*Job*.
Transcribe verbatim the stretch of the event sourcing text that opens with the words containing "Introduction: Event Sourcing" and closes with "as event sourcing.".
Begin Given text
Introduction: Event Sourcing
In most modern games, it is conventional wisdom that you should save your progress regularly, lest you take a wrong turn and get mauled:
Software is no different. If you’re running an actor system in memory, you risk losing state if anything happens to the actors or to the whole actor system.
It is thus important to save the state of your actors, but how?
In message-based systems such as Akka .NET, a popular approach towards recovery is to save messages as they arrive, and in case of failure, simply handle them again in the same order to restore the last state. This is known as event sourcing.
Akka .NET provides event sourcing support thanks to the Akka.Persistence module, as we shall see shortly.
The source code for this article is available at the Gigi Labs BitBucket repository.
Chess Scenario
Chess is a great example with which to demonstrate event sourcing because a chess game consists of a sequential set of moves which can be represented using a specific notation. We can save these moves and later replay the game.
End Given text
Begin Dataset section
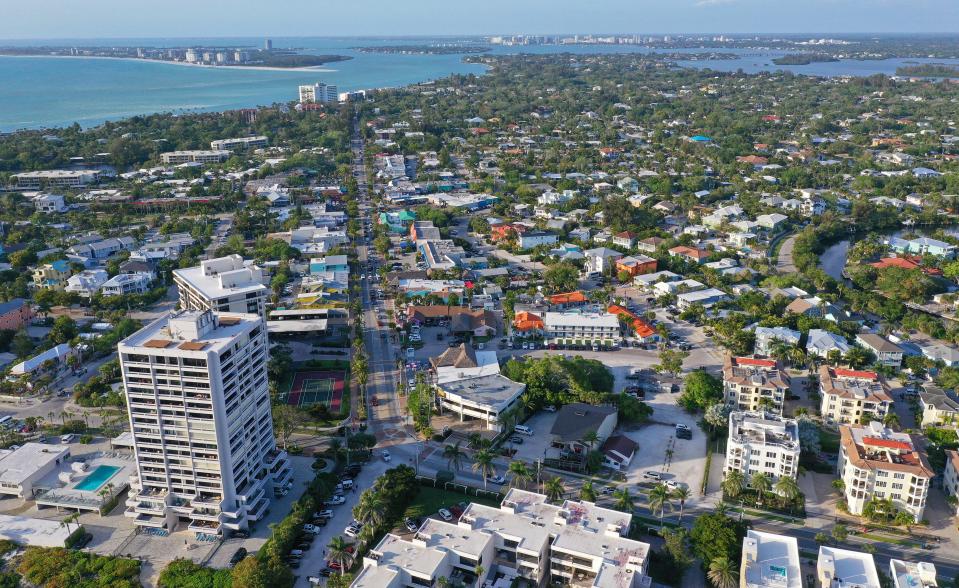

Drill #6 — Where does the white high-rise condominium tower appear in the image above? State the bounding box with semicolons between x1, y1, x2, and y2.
300;82;340;104
118;310;292;537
End Dataset section
*Result of the exercise*.
Introduction: Event Sourcing
In most modern games, it is conventional wisdom that you should save your progress regularly, lest you take a wrong turn and get mauled:
Software is no different. If you’re running an actor system in memory, you risk losing state if anything happens to the actors or to the whole actor system.
It is thus important to save the state of your actors, but how?
In message-based systems such as Akka .NET, a popular approach towards recovery is to save messages as they arrive, and in case of failure, simply handle them again in the same order to restore the last state. This is known as event sourcing.